## Extrait choisi
==================================================
Des scientifiques de l’Université de Jérusalem ont branché des dispositifs de substitution sensorielle (SSD) sur le cortex visuel de personnes aveugles de naissance et leur ont ainsi permis de « voir » et même de décrire des objets.
Les SSD sont des aides sensorielles non-invasives qui fournissent des informations visuelles à un aveugle en utilisant ses sens existants. Dans un cadre clinique ou au quotidien, les porteurs d’une SSD visuelle-auditive portent une caméra vidéo miniature reliée à un petit ordinateur (ou à téléphone intelligent) et un casque stéréo. Les images sont converties par un algorithme en «paysages sonores» permettant à l’utilisateur d’écouter et d’interpréter en informations visuelles ce qui provient de la caméra.
Il est remarquable de constater que les utilisateurs ayant eu une formation spécifique (mais relativement brève) dans le cadre d’un protocole de recherche du laboratoire du Docteur Amir Amedi (Edmond et Lily Safra Center for Brain Sciences et de l’Institut de recherche Médicale Israël-Canada à l’Université de Jérusalem) sont capables d’utiliser des SSD pour identifier des objets complexes du quotidien, localiser des personnes et leurs postures, et lire des lettres et des mots. En plus des opportunités cliniques offertes par les SSD, leur utilisation conjointe à celle de l’imagerie par résonance magnétique ouvre une opportunité unique d’étudier l’organisation du cortex visuel d’individus aveugles de naissance.
Les résultats de l’étude menée dans le laboratoire d’Amir Amedi, publiés récemment dans la revue Cerebral Cortex, sont surprenants. Non seulement les sons, qui représentent la vision, peuvent activer le cortex visuel de personnes qui n’ont jamais vu auparavant, mais aussi ils le font d’une manière organisée conforme à l’organisation à grande échelle et à la différentiation du traitement visuel en deux voies.
En effet, depuis trois décennies, il est reconnu que le traitement visuel utilise deux voies parallèles. La voie ventrale occipito-temporale ou « voie ventrale » du « quoi » est liée au traitement visuel de la forme, de l’identité des objets et des couleurs. La voie dorsale occipito-pariétale ou «voie dorsale» du « où / comment », analyse les informations visio-spatiales sur l’emplacement de l’objet et contribue à la planification visio-motrice. Bien que le traitement dissocié en deux voies soit complètement validé, le rôle de l’expérience visuelle dans l’élaboration de cette architecture fonctionnelle du cerveau n’était pas encore éclairci. Est-ce que ce principe d’organisation à grande échelle dépend de l’expérience visuelle fondamentale restait une question.
==================================================
## Données fournies
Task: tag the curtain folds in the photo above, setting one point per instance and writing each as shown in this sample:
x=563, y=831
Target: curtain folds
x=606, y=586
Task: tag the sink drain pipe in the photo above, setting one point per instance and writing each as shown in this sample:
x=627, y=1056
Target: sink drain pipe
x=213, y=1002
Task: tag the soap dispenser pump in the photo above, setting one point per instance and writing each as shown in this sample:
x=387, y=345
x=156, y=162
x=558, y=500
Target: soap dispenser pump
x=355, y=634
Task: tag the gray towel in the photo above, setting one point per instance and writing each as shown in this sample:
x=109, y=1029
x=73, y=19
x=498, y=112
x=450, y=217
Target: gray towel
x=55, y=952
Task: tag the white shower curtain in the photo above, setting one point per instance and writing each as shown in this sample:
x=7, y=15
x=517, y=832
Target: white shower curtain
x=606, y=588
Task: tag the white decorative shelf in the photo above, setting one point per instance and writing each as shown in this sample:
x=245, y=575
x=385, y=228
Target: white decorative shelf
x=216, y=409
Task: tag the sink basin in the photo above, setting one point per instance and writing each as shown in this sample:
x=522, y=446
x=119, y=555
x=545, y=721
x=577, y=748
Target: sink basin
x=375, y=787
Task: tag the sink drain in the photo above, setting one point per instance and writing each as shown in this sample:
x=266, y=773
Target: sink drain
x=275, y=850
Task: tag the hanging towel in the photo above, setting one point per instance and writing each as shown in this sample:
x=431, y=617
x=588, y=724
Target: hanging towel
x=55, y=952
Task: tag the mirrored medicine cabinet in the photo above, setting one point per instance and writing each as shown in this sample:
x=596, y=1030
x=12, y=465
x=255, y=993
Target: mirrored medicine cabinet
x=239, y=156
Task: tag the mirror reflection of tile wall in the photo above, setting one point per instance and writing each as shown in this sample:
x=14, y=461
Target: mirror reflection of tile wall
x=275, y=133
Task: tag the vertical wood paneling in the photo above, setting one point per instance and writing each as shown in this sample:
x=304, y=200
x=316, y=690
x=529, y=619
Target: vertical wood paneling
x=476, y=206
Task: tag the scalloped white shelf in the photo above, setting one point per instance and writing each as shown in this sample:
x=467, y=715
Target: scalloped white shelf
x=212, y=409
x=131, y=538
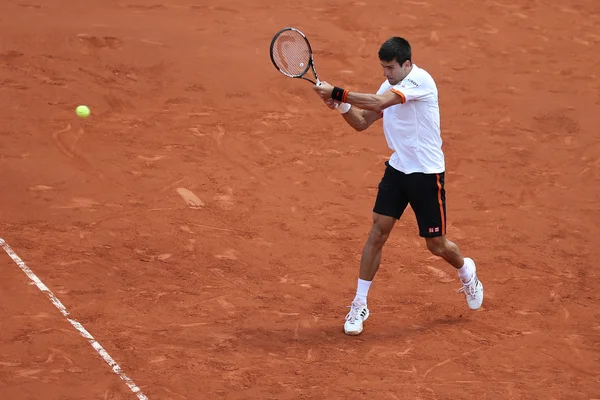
==================================================
## Travail demandé
1) Recopiez le passage de l'extrait sur la substitution sensorielle situé entre « Les résultats de » et « en deux voies. », bornes comprises.
2) D'après l'extrait sur la substitution sensorielle, dans quelle revue les résultats de l'étude du laboratoire d'Amir Amedi ont-ils été publiés ?

## Réponses attendues
1)
Les résultats de l’étude menée dans le laboratoire d’Amir Amedi, publiés récemment dans la revue Cerebral Cortex, sont surprenants. Non seulement les sons, qui représentent la vision, peuvent activer le cortex visuel de personnes qui n’ont jamais vu auparavant, mais aussi ils le font d’une manière organisée conforme à l’organisation à grande échelle et à la différentiation du traitement visuel en deux voies.

2) Dans la revue Cerebral Cortex.